[Phrase grounding data]
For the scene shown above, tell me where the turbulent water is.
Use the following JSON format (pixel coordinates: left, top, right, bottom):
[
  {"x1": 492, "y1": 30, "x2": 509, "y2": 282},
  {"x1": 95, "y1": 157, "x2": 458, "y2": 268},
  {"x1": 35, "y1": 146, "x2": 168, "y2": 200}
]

## WORK TO COMPLETE
Reproduce each line of the data without any change.

## PROBLEM SOLUTION
For the scene shown above, tell me where the turbulent water is.
Use the following JSON format (pixel coordinates: left, top, right, bottom):
[
  {"x1": 492, "y1": 30, "x2": 509, "y2": 282},
  {"x1": 95, "y1": 157, "x2": 458, "y2": 268},
  {"x1": 35, "y1": 146, "x2": 168, "y2": 200}
]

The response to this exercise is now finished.